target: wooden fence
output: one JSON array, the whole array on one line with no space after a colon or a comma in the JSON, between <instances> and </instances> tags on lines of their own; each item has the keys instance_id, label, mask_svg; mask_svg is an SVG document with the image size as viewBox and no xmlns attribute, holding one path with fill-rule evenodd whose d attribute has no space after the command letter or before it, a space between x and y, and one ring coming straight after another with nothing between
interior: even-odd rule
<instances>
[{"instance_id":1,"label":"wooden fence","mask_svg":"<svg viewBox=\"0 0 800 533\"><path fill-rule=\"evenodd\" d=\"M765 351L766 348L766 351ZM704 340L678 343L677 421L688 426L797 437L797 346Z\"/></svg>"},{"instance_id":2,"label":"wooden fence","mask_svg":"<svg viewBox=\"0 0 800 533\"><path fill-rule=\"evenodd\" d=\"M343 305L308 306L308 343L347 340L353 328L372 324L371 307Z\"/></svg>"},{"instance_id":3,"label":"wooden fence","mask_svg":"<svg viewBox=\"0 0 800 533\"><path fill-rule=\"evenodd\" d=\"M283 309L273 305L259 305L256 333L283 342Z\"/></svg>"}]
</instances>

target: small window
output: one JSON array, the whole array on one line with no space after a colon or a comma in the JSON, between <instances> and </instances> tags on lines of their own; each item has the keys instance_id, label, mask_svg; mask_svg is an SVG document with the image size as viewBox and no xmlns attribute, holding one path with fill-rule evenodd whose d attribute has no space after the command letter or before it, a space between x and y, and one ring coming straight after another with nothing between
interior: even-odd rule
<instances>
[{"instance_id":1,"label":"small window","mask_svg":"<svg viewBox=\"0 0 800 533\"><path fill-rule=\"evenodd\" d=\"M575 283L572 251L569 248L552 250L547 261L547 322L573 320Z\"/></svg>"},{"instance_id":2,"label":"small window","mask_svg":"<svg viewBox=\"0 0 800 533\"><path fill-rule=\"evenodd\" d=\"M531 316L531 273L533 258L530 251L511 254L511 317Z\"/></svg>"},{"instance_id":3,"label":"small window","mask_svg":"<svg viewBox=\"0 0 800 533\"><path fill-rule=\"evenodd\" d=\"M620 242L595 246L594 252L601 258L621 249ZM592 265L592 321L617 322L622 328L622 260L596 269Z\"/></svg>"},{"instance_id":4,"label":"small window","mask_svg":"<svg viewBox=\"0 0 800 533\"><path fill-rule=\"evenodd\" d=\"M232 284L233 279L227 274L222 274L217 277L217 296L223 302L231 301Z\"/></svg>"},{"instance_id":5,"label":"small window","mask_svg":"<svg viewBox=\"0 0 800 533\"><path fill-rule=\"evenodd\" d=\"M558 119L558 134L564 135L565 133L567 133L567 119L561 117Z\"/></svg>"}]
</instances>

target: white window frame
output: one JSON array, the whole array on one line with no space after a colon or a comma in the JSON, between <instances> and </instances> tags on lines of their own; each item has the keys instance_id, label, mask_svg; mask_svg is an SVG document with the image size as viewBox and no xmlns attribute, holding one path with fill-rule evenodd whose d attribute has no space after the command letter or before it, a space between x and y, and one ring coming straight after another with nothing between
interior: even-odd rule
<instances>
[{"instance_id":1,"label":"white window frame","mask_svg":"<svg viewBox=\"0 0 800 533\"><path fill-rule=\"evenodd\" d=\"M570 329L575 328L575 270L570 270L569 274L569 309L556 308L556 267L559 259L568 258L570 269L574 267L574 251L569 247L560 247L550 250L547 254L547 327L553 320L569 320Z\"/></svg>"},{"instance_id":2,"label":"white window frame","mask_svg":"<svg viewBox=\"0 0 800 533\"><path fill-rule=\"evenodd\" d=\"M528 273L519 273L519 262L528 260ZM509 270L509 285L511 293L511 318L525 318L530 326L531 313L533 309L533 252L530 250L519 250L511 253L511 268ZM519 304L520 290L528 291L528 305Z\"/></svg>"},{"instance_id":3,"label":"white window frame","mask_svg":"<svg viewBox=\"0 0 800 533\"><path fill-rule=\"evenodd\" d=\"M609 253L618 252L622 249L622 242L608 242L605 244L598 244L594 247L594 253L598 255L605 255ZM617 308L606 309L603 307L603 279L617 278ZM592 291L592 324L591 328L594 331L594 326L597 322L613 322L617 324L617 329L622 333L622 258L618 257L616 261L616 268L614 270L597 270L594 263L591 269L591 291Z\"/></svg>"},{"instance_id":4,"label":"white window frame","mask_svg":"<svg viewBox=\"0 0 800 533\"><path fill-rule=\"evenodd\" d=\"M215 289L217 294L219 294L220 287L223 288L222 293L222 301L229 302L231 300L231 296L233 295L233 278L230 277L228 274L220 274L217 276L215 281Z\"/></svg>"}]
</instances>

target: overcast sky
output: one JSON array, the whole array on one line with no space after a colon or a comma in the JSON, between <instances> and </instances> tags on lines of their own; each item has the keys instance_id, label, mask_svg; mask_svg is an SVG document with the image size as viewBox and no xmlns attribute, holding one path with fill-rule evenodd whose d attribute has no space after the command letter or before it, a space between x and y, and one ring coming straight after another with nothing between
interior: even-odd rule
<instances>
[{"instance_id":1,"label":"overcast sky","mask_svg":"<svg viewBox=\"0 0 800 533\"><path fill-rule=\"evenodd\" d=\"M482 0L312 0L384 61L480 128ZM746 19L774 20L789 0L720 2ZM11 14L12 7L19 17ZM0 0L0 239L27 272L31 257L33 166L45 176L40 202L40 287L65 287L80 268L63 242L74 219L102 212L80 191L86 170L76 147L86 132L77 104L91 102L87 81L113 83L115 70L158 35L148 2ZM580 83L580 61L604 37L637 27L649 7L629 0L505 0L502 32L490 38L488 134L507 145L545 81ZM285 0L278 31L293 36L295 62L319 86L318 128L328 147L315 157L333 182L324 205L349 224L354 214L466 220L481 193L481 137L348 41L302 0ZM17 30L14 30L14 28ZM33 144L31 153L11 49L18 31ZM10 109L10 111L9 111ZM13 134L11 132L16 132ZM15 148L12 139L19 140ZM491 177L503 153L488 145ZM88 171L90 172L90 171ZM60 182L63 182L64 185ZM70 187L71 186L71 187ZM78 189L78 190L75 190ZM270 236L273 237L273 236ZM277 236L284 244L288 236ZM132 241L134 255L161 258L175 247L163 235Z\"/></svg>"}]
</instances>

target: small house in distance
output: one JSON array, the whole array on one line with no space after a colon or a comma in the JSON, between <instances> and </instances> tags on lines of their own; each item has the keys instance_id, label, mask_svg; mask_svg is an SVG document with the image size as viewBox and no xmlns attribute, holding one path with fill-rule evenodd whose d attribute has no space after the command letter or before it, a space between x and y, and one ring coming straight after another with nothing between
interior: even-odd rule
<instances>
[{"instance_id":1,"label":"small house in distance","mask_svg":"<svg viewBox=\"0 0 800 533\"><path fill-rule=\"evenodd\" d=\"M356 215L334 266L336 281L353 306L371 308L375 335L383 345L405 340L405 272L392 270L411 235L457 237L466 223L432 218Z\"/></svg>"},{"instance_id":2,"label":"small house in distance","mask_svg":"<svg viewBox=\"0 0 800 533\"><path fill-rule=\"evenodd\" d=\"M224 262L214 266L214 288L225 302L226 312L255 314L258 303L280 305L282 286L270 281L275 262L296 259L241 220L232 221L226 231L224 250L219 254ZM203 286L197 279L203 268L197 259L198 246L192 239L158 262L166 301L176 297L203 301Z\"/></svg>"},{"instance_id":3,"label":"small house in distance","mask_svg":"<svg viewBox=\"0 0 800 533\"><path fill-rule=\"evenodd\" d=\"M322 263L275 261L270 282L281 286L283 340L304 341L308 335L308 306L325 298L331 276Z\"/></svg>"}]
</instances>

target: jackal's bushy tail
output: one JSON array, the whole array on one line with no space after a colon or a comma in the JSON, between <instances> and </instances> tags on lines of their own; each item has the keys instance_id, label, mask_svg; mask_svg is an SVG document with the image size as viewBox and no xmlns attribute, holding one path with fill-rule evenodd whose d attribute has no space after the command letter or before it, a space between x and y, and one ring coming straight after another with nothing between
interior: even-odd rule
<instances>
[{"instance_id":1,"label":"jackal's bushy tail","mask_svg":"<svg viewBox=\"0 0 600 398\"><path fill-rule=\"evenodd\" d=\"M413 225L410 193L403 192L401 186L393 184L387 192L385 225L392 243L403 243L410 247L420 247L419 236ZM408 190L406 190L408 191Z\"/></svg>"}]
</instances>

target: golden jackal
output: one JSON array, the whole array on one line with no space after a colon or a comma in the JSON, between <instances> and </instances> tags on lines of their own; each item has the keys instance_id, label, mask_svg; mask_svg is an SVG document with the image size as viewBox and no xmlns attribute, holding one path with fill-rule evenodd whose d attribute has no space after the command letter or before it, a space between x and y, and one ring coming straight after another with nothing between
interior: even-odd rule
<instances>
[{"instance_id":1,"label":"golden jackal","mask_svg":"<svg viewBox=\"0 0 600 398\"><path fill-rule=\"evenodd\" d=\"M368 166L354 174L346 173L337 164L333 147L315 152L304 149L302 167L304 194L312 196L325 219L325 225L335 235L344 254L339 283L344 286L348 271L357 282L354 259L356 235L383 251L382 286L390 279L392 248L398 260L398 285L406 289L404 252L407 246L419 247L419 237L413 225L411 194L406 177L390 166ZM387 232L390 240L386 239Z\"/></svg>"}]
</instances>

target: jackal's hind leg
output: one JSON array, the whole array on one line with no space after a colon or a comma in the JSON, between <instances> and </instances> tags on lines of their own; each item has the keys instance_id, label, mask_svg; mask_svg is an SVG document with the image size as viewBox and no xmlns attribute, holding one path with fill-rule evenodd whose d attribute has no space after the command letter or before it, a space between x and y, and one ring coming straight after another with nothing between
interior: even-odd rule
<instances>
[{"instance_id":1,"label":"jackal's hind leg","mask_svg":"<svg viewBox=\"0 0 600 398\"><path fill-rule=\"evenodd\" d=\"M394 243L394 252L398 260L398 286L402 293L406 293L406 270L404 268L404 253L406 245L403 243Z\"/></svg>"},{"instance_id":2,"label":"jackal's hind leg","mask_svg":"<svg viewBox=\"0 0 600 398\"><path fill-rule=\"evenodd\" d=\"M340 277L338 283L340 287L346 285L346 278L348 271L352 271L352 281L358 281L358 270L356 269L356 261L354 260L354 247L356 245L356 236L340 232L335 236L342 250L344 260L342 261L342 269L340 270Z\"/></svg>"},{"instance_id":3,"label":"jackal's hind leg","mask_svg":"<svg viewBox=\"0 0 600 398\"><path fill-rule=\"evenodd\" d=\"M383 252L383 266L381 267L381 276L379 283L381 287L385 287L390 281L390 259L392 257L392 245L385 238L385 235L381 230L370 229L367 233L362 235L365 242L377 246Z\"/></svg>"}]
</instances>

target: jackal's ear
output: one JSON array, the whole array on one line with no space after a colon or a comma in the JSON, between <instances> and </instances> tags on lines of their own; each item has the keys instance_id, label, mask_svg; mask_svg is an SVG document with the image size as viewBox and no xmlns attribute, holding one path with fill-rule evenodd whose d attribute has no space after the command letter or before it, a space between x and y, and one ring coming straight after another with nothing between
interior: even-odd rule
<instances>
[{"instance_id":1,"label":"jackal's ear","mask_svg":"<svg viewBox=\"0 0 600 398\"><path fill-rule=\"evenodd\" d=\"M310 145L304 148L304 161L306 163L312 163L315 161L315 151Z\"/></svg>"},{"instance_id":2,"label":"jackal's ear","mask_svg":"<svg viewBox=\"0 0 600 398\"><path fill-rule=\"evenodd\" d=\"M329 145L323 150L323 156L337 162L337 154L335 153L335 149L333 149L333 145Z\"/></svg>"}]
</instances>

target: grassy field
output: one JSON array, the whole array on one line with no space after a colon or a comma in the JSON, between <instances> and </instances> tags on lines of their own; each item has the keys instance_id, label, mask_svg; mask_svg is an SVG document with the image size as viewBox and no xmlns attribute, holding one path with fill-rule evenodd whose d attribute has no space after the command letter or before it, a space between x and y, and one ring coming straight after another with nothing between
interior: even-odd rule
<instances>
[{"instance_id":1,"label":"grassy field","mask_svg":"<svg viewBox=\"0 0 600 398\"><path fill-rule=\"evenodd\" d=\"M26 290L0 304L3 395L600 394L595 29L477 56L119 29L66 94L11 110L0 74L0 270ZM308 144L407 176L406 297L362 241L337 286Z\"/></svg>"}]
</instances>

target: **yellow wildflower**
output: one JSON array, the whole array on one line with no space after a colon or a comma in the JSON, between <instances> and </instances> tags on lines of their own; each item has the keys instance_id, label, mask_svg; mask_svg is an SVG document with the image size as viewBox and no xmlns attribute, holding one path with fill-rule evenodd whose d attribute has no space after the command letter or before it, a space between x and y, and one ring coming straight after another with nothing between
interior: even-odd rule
========================
EXERCISE OBJECTIVE - Everything from the line containing "target: grassy field" through the final line of the listing, inclusive, must be reproduced exactly; leave out the rest.

EXERCISE RESPONSE -
target: grassy field
output: one JSON array, the whole array on one line with no space after a colon or a comma in the JSON, between <instances> and </instances> tags on lines of their own; each item has the keys instance_id, label, mask_svg; mask_svg is an SVG document with the image size as viewBox and no xmlns attribute, holding one path with fill-rule evenodd whose d attribute has no space after the command letter or before it, a space between x and y, and one ring coming straight after another with nothing between
interior: even-odd rule
<instances>
[{"instance_id":1,"label":"grassy field","mask_svg":"<svg viewBox=\"0 0 600 398\"><path fill-rule=\"evenodd\" d=\"M26 290L0 304L3 395L600 394L595 29L477 56L119 29L66 94L11 110L0 74L0 270ZM308 144L407 176L406 297L362 241L337 286Z\"/></svg>"}]
</instances>

target: **yellow wildflower**
output: one JSON array, the whole array on one line with no space after a colon or a comma in the JSON, between <instances> and </instances> tags on lines of their own; each item has the keys instance_id, label, mask_svg; mask_svg is an SVG document with the image size as viewBox and no xmlns attribute, holding one path with fill-rule evenodd whose d attribute has no space after the command letter or before it, a space between x and y, and one ring coming straight after another with nothing between
interior: even-odd rule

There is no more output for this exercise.